::: Provided information :::

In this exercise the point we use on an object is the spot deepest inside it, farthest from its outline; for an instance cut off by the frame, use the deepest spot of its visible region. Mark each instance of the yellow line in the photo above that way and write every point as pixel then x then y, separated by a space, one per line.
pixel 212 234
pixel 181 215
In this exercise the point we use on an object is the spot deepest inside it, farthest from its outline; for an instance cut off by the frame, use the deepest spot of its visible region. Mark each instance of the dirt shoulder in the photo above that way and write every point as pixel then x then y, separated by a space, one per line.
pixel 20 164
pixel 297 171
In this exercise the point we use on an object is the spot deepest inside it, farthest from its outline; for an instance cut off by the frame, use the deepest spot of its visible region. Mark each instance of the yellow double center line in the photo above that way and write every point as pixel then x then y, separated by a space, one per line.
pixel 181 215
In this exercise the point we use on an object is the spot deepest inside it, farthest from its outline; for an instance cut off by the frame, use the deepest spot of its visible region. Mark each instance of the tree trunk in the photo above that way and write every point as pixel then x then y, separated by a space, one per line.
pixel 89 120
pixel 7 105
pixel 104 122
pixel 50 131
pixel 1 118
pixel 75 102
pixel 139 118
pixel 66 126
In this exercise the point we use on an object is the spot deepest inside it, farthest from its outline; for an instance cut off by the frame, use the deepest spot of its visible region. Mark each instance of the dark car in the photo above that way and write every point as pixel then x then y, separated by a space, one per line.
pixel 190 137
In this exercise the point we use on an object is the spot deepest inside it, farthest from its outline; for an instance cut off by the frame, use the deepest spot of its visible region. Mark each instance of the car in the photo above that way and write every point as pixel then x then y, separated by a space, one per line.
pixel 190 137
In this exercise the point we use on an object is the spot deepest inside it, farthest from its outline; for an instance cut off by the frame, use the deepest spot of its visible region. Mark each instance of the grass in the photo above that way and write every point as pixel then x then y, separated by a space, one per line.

:::

**Goal of the exercise**.
Your task is to retype the whole listing, keeping every word exactly as it is.

**Output for this task**.
In this exercise the point we use on an object is the spot deepest inside it, farthest from its outline; for an instance cut off by the frame, use the deepest spot of its visible region. Mark each instance of the yellow line in the photo above that way and write every point as pixel then x then y, separated by a space, one per line.
pixel 212 234
pixel 181 215
In this exercise the point we use on an object is the spot deepest inside it, farthest from its outline; for an instance cut off by the frame, use the deepest spot of its visible region. Mark each instance of the dirt shoulder in the photo above that way and write every point as pixel then x then y, separated by a space, one per line.
pixel 20 164
pixel 297 171
In this exercise the point we use on an object is the spot deepest inside it, farthest from its outline; for an instance cut off by the frame, use the deepest spot of its visible region. Mark each instance of the yellow double center line in the photo above that way and write every point as pixel then x then y, separated by a space, one per line.
pixel 181 215
In this exercise the point we use on an object is the spot deepest inside it, farthest from its outline; for an instance cut off by the frame, use the deepest spot of its visible region. Mark each instance of the tree trunk in the photo above that way and write every point as pixel then x then y, separated by a space, one per line.
pixel 89 120
pixel 7 105
pixel 104 122
pixel 50 131
pixel 1 118
pixel 75 102
pixel 139 118
pixel 66 126
In this exercise the point we use on an object is the spot deepest inside it, farthest from its outline; for an instance cut off by the frame, use the deepest spot of its visible region. Mark each instance of the dark car in the photo above that way and write every point as pixel then x then y, separated by a space, one per line.
pixel 190 137
In this exercise the point we use on an object is the spot deepest inside it, farthest from its outline; for an instance cut off by the frame, use the deepest spot of its visible region. Mark each instance of the car in the photo above that way and write every point as pixel then x then y, separated by a space, one per line.
pixel 190 137
In this exercise the point we use on an object is the spot deepest inside it, farthest from its outline; for an instance cut off by the frame, use the deepest spot of its visible region. Mark each instance of the grass in the photo above that way and write every point as pixel then x then y, separated by a space, one per line.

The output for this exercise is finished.